PROBLEM STATEMENT: Transcribe only the part of the listing below that begins at the line containing "give the mask of purple door" and runs to its final line, keeping both ends.

SUPPLIED RECORDS:
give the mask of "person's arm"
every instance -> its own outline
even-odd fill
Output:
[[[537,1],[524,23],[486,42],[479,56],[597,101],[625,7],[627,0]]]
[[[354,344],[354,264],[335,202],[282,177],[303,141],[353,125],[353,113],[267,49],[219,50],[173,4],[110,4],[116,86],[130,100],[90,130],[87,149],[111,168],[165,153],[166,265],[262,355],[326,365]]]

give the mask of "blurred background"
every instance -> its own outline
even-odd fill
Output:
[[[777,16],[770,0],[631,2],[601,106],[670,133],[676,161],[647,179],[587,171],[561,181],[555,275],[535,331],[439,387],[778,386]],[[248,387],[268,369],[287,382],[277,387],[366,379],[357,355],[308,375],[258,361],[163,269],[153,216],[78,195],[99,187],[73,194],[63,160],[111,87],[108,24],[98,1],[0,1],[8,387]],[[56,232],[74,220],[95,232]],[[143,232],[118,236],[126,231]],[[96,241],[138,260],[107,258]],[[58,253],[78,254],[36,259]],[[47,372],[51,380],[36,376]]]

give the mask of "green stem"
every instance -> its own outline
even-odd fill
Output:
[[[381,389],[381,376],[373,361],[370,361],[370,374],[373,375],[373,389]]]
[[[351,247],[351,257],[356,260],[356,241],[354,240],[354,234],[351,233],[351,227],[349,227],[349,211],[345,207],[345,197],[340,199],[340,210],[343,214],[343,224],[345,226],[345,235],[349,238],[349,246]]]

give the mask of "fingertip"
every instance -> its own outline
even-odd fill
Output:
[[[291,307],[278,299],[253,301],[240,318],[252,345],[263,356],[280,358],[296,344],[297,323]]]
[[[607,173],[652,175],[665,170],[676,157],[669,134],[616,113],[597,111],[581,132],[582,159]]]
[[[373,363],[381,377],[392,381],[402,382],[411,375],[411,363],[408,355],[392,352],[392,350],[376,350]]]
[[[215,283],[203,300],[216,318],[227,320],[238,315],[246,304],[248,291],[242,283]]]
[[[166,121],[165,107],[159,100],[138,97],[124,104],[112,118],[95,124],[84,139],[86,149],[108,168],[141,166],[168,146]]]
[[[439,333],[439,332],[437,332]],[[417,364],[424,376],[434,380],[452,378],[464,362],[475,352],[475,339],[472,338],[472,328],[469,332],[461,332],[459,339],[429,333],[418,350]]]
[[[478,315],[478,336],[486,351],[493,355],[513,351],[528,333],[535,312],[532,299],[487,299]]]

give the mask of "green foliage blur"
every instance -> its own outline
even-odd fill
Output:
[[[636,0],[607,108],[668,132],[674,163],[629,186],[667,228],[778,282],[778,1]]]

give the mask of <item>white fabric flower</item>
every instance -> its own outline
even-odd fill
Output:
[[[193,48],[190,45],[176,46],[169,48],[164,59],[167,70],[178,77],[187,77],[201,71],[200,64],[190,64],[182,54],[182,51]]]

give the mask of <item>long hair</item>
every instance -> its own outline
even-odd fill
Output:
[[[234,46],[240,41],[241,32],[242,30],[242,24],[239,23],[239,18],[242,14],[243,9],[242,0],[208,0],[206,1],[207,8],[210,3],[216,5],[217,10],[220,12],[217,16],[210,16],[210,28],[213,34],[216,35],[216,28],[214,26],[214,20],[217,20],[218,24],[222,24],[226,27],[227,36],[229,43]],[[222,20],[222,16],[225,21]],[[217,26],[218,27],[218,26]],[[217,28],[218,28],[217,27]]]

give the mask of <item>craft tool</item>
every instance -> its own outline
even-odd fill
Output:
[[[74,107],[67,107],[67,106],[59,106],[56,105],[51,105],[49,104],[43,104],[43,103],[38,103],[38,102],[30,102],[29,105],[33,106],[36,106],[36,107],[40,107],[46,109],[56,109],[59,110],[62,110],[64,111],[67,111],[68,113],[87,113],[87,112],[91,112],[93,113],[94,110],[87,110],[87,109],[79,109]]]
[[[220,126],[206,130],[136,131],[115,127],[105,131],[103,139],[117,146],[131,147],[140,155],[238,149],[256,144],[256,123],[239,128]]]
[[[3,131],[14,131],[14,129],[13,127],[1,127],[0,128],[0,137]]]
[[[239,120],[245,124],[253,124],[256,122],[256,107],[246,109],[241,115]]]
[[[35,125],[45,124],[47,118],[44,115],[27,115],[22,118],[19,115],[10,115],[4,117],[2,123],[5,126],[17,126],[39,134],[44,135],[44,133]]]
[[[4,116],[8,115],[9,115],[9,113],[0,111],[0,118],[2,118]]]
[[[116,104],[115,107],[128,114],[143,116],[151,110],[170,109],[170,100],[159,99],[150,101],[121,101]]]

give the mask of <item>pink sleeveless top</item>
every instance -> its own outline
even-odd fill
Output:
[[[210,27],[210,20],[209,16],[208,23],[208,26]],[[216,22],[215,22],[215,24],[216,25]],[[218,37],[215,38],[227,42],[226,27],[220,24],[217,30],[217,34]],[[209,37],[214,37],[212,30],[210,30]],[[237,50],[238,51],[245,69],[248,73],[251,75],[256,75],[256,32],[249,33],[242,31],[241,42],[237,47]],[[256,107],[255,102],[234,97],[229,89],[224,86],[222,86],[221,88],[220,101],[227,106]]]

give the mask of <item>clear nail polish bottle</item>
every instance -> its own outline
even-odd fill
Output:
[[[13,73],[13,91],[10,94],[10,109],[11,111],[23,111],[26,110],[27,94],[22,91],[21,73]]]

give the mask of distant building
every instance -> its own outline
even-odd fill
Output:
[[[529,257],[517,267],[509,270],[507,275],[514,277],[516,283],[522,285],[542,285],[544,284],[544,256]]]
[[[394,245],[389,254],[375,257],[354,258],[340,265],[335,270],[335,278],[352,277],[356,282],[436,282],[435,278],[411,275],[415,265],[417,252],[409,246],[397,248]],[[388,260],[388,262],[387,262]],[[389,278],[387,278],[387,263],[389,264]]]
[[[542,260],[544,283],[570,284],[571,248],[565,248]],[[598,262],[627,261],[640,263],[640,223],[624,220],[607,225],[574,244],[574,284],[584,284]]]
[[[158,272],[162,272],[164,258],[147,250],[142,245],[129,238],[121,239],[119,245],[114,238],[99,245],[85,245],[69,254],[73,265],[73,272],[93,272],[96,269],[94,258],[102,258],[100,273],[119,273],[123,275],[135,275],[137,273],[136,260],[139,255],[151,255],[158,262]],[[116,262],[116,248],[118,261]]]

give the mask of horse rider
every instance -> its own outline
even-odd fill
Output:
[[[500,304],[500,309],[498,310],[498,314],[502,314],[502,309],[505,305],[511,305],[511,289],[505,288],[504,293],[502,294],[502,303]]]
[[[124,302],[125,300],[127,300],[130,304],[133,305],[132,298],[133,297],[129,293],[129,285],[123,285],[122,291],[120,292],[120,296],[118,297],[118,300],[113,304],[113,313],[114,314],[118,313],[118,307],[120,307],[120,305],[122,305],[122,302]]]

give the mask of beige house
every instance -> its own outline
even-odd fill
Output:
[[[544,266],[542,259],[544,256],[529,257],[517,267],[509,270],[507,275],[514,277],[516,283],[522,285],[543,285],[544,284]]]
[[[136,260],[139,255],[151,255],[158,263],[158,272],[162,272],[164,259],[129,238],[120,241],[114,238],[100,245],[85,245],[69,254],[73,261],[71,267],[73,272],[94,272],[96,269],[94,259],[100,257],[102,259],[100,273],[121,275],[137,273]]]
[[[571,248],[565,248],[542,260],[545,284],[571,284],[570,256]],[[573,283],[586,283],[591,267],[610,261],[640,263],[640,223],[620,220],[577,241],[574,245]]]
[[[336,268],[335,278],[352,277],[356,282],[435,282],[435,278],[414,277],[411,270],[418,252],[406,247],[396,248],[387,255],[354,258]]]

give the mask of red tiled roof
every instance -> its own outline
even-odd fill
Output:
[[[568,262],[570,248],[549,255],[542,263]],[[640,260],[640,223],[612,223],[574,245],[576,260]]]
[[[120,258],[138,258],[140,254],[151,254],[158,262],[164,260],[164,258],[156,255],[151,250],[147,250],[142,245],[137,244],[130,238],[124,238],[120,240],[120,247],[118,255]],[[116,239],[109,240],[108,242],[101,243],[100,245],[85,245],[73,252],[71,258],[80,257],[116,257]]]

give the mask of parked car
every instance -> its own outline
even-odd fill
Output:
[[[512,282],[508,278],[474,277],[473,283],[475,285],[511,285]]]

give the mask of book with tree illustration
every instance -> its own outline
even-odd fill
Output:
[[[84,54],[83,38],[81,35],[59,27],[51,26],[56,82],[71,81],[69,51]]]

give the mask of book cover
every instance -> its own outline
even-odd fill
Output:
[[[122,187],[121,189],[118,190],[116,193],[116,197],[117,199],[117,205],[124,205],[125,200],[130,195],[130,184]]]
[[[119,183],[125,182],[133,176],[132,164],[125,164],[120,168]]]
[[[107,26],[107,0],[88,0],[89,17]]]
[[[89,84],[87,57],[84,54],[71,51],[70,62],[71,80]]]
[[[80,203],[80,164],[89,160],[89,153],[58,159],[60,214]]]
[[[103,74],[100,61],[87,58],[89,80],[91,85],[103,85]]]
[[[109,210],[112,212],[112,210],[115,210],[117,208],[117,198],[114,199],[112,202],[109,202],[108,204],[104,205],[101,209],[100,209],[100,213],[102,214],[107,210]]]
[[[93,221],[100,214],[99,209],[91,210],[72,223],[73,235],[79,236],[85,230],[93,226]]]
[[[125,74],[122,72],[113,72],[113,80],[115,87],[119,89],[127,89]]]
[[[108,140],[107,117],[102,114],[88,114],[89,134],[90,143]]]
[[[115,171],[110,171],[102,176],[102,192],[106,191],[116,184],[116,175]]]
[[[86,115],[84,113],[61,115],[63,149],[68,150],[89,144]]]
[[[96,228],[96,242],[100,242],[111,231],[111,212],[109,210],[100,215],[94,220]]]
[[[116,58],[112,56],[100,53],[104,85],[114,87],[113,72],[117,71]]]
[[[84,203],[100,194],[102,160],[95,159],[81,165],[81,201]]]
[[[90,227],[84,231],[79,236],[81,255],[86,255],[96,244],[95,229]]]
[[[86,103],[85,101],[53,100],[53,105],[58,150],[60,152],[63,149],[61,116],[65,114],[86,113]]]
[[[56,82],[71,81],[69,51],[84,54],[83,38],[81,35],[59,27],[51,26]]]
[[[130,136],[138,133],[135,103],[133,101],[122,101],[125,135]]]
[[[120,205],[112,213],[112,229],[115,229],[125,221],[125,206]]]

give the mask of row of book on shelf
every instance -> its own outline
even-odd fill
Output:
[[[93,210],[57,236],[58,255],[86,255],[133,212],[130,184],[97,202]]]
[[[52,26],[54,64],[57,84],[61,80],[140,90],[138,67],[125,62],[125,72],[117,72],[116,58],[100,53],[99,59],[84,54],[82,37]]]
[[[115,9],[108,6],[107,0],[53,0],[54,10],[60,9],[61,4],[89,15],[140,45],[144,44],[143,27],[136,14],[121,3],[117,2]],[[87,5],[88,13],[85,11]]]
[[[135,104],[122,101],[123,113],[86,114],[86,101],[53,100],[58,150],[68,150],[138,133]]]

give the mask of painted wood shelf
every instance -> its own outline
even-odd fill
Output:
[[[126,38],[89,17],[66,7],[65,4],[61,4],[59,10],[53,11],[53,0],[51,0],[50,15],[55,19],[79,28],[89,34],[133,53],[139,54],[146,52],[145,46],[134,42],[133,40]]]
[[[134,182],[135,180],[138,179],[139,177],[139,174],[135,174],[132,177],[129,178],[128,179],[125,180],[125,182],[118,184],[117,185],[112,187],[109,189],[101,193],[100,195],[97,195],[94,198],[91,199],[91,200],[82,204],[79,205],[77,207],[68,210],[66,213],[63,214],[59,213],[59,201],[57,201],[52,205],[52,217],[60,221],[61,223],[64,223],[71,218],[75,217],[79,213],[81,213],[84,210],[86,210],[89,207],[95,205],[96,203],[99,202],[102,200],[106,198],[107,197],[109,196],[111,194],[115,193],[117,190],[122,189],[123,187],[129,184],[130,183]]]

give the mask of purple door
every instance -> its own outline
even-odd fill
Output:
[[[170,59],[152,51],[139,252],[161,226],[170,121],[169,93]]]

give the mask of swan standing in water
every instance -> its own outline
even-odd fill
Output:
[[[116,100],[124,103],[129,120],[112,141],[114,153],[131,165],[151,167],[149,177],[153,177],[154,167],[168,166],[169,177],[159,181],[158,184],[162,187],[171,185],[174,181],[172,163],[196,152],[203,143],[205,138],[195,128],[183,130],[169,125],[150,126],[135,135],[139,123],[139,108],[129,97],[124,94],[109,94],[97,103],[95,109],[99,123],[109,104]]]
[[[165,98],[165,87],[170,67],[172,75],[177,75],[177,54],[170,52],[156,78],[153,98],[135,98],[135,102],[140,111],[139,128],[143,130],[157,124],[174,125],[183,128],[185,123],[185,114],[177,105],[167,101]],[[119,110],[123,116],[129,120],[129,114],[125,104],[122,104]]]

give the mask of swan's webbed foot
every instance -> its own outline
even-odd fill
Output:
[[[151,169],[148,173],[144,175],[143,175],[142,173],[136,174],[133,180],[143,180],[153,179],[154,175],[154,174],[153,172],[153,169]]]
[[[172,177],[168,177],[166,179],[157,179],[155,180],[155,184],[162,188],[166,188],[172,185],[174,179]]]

WRITTEN SOLUTION:
give the mask of purple door
every instance -> its own outline
even-odd fill
Output:
[[[170,59],[152,51],[139,252],[161,226],[170,121],[169,93]]]

give the mask of swan standing in water
every instance -> its own outline
even-odd fill
Output:
[[[116,100],[124,103],[129,120],[112,141],[114,153],[131,165],[151,167],[149,177],[153,177],[154,167],[168,166],[169,177],[159,181],[158,184],[162,187],[171,185],[174,181],[172,163],[196,152],[203,143],[205,138],[195,128],[183,130],[169,125],[150,126],[135,135],[139,123],[139,108],[129,97],[124,94],[109,94],[97,103],[95,109],[99,123],[109,104]]]
[[[165,98],[165,87],[170,67],[172,75],[177,75],[177,54],[170,52],[156,78],[153,98],[135,98],[135,102],[140,111],[139,128],[143,130],[157,124],[174,125],[183,128],[185,123],[185,114],[177,105],[167,101]],[[119,110],[123,116],[129,120],[129,114],[125,104],[122,104]]]

give the mask of swan's webbed foot
every instance -> its own outline
even-odd fill
Output:
[[[151,169],[148,173],[144,175],[143,175],[142,173],[136,174],[133,180],[143,180],[153,179],[154,175],[154,174],[153,172],[153,169]]]
[[[172,177],[168,177],[166,179],[157,179],[155,180],[155,184],[162,188],[166,188],[172,185],[174,179]]]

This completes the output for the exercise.